◆ **MATERIAL FOR THE TASK**:
--

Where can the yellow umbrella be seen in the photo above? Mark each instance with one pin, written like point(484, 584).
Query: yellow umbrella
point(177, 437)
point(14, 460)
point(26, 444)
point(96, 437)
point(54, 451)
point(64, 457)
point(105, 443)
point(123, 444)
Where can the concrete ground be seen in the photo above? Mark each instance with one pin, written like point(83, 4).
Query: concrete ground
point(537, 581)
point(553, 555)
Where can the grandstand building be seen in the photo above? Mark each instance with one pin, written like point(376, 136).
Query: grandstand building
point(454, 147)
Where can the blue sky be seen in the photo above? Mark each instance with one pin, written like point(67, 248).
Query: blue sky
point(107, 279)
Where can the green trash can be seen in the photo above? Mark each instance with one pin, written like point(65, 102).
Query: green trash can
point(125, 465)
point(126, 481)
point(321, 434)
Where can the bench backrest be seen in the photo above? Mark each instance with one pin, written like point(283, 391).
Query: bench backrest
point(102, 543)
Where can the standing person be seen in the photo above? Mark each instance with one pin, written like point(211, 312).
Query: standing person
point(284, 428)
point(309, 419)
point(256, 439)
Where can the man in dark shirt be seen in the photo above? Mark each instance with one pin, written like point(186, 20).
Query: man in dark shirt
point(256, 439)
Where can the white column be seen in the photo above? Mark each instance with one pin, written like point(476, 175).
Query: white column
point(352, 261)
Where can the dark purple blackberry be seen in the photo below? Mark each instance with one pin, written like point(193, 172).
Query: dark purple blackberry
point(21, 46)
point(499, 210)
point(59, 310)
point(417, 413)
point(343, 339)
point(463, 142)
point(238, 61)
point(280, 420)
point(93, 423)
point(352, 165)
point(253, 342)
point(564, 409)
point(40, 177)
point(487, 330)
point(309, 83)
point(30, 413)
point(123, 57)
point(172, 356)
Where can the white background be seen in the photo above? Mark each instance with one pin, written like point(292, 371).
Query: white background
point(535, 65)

--

◆ **EXERCISE PROMPT**: Put the listing above into a Markdown table with two columns, Row and Line. Number each row and omit any blank lines.

◆ **CORRECT RESULT**:
| Row | Line |
|---|---|
| 1 | Where can the yellow umbrella be seen in the photo above? Mark each instance with one pin, written like point(484, 584). |
| 2 | Query: yellow umbrella |
| 3 | point(177, 437) |
| 4 | point(14, 460) |
| 5 | point(26, 444) |
| 6 | point(96, 437) |
| 7 | point(54, 451) |
| 8 | point(64, 457) |
| 9 | point(105, 443) |
| 10 | point(123, 444) |
| 11 | Where can the concrete ground be seen in the photo above? Mark each instance with one pin, written like point(83, 4). |
| 12 | Query: concrete ground |
| 13 | point(537, 581) |
| 14 | point(553, 555) |
| 15 | Where can the grandstand building be seen in the photo above? Mark each instance with one pin, written like point(376, 136). |
| 16 | Query: grandstand building |
| 17 | point(454, 147) |
| 18 | Where can the blue sky be seen in the photo above? Mark each instance with one pin, written like point(67, 248). |
| 19 | Query: blue sky |
| 20 | point(107, 279) |
| 21 | Where can the green trash can be seen in the photo above? Mark each instance with one pin, written like point(65, 102). |
| 22 | Query: green trash can |
| 23 | point(125, 465) |
| 24 | point(126, 481) |
| 25 | point(321, 434) |
| 26 | Where can the bench backrest be seen in the photo above? Mark each instance with one pin, written like point(283, 391). |
| 27 | Query: bench backrest |
| 28 | point(102, 543) |
| 29 | Where can the standing person be seen in the photo above? Mark each instance with one pin, written like point(211, 312). |
| 30 | Query: standing person |
| 31 | point(284, 428) |
| 32 | point(309, 419) |
| 33 | point(256, 439) |
| 34 | Where can the man in dark shirt be seen in the photo above? Mark each instance with one pin, written like point(186, 20). |
| 35 | Query: man in dark shirt |
| 36 | point(256, 439) |
| 37 | Where can the white column be seen in the photo above? Mark each instance with one pin, written like point(476, 175). |
| 38 | Query: white column |
| 39 | point(352, 261) |
| 40 | Where can the dark purple blackberry be seen in the photo below? Mark each instance with one pin, written like point(193, 172). |
| 41 | Query: dark purple blackberry |
| 42 | point(21, 46) |
| 43 | point(499, 210) |
| 44 | point(59, 310) |
| 45 | point(417, 413) |
| 46 | point(343, 339) |
| 47 | point(463, 142) |
| 48 | point(238, 61) |
| 49 | point(280, 420) |
| 50 | point(93, 423) |
| 51 | point(352, 165) |
| 52 | point(253, 342) |
| 53 | point(564, 409) |
| 54 | point(40, 177) |
| 55 | point(487, 330) |
| 56 | point(309, 83) |
| 57 | point(30, 413) |
| 58 | point(123, 57) |
| 59 | point(172, 356) |
| 60 | Where can the white background be seen in the photo above? Mark each instance with one pin, written like point(292, 371). |
| 61 | Query: white background |
| 62 | point(535, 65) |